▶ [Information supplied]:
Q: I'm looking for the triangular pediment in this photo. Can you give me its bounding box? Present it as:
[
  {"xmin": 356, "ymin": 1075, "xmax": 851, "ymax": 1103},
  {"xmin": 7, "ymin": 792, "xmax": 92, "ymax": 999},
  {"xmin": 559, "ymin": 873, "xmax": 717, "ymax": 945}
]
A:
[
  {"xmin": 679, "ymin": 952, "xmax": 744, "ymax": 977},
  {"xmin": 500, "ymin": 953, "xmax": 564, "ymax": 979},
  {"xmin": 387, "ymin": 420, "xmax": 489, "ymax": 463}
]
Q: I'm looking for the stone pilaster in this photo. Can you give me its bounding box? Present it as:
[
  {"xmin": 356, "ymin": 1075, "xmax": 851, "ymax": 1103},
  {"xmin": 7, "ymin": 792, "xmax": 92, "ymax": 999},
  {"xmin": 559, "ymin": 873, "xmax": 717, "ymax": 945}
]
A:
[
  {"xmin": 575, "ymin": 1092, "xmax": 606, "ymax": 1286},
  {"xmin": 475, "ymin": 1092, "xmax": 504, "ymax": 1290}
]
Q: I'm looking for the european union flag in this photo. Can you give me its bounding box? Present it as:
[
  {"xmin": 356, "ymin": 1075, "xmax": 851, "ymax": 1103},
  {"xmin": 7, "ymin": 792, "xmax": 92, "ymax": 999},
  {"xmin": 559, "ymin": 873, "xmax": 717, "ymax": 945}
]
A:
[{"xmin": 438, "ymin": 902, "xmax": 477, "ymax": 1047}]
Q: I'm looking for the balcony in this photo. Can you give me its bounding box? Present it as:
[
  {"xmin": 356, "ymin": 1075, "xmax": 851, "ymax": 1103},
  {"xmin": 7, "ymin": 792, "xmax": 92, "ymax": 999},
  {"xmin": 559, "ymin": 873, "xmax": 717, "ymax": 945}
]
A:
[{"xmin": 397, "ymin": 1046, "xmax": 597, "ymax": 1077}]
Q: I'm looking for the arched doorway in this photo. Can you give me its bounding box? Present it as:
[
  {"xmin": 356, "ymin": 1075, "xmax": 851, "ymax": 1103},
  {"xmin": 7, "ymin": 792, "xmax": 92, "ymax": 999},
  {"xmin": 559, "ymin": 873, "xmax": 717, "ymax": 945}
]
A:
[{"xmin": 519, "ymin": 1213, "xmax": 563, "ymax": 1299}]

▶ [Problem to solve]: Please print the listing exactly, keeping each line as it is.

▶ [Problem solution]:
Q: I'm looking for the triangular pediment in this photo. Can you give me its bounding box? Present it as:
[
  {"xmin": 356, "ymin": 1075, "xmax": 851, "ymax": 1103},
  {"xmin": 7, "ymin": 792, "xmax": 92, "ymax": 999},
  {"xmin": 559, "ymin": 873, "xmax": 717, "ymax": 945}
]
A:
[
  {"xmin": 679, "ymin": 952, "xmax": 744, "ymax": 977},
  {"xmin": 500, "ymin": 953, "xmax": 564, "ymax": 979},
  {"xmin": 387, "ymin": 420, "xmax": 489, "ymax": 463}
]
Q: I'm looking for the stone pilaster in this photo. Can you give me its bounding box? Present it as:
[
  {"xmin": 356, "ymin": 1075, "xmax": 851, "ymax": 1103},
  {"xmin": 7, "ymin": 792, "xmax": 92, "ymax": 999},
  {"xmin": 559, "ymin": 873, "xmax": 717, "ymax": 945}
]
A:
[
  {"xmin": 575, "ymin": 1092, "xmax": 606, "ymax": 1286},
  {"xmin": 475, "ymin": 1092, "xmax": 504, "ymax": 1290}
]
Q: I'm looking for the european union flag in this photo. Can you give me its bounding box? Present it as:
[
  {"xmin": 356, "ymin": 1075, "xmax": 851, "ymax": 1103},
  {"xmin": 7, "ymin": 792, "xmax": 92, "ymax": 999},
  {"xmin": 559, "ymin": 873, "xmax": 717, "ymax": 945}
]
A:
[{"xmin": 438, "ymin": 902, "xmax": 477, "ymax": 1047}]
Q: I'm looking for the balcony in this photo. Can you give me its bounding box? Present it as:
[
  {"xmin": 356, "ymin": 1075, "xmax": 851, "ymax": 1103},
  {"xmin": 7, "ymin": 792, "xmax": 92, "ymax": 999},
  {"xmin": 559, "ymin": 873, "xmax": 717, "ymax": 945}
]
A:
[{"xmin": 397, "ymin": 1046, "xmax": 597, "ymax": 1077}]
Q: I'm looking for the arched doorway in this photo. Can you give me its bounding box? Present it as:
[
  {"xmin": 356, "ymin": 1075, "xmax": 851, "ymax": 1103},
  {"xmin": 7, "ymin": 792, "xmax": 92, "ymax": 999},
  {"xmin": 559, "ymin": 873, "xmax": 717, "ymax": 945}
]
A:
[{"xmin": 519, "ymin": 1213, "xmax": 563, "ymax": 1299}]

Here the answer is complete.